%%

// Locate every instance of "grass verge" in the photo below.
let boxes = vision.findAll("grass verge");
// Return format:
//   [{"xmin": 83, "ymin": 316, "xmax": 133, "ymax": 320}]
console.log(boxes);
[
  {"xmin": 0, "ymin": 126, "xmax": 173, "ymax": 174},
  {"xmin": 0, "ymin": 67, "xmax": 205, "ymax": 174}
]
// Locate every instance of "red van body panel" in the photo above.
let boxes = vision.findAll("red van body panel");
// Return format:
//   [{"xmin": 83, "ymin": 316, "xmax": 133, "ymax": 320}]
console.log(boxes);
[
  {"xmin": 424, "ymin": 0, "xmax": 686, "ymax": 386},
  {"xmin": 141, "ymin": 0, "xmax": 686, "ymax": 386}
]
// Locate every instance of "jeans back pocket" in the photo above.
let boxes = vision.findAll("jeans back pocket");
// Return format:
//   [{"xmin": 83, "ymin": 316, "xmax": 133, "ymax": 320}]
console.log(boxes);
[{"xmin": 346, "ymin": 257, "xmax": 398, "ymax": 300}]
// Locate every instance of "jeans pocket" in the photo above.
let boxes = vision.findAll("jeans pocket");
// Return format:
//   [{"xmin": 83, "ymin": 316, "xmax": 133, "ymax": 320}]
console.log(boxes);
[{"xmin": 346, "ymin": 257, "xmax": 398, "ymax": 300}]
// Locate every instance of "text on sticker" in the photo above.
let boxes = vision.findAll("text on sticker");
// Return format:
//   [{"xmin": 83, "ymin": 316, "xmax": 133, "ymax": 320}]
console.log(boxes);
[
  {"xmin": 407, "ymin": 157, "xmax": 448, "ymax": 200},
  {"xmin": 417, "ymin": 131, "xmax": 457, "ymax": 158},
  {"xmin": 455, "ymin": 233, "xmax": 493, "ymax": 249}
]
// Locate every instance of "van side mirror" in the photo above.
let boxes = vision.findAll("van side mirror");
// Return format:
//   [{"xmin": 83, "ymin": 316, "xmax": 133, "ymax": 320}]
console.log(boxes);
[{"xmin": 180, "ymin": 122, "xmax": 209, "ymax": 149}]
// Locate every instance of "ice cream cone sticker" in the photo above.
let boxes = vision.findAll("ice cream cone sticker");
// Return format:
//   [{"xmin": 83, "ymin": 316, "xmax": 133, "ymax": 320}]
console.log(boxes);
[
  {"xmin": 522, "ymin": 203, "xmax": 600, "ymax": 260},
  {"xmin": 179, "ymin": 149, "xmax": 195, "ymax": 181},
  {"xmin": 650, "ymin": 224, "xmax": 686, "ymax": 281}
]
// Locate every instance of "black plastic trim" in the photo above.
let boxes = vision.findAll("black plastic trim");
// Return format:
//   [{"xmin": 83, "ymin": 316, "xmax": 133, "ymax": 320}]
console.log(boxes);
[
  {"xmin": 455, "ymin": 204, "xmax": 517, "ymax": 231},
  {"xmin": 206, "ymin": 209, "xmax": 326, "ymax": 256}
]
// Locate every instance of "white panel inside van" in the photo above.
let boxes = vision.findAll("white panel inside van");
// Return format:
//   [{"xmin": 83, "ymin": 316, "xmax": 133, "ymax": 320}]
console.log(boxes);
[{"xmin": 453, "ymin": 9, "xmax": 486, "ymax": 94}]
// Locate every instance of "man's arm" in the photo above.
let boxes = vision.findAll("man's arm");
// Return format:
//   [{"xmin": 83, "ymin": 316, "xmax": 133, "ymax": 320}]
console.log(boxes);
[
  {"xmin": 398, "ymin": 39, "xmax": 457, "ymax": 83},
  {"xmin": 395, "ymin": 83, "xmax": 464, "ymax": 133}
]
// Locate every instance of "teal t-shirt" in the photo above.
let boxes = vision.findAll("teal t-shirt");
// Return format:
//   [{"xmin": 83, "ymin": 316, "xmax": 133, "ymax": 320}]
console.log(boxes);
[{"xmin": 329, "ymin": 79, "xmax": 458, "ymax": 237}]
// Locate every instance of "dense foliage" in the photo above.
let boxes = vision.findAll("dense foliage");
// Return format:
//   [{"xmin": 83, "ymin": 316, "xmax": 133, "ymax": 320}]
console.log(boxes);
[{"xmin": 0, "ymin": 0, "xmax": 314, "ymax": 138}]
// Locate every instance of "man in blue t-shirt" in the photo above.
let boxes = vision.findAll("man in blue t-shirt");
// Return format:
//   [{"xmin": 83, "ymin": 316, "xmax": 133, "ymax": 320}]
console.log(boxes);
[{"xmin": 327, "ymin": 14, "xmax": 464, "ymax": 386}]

%%

* CHALLENGE:
Extract every line in the items above that contains the string "foliage", and copy each one in full.

* WRITTEN SOLUTION:
// Locate every instance of "dense foliage" in the photo above.
let boxes = vision.findAll("dense foliage");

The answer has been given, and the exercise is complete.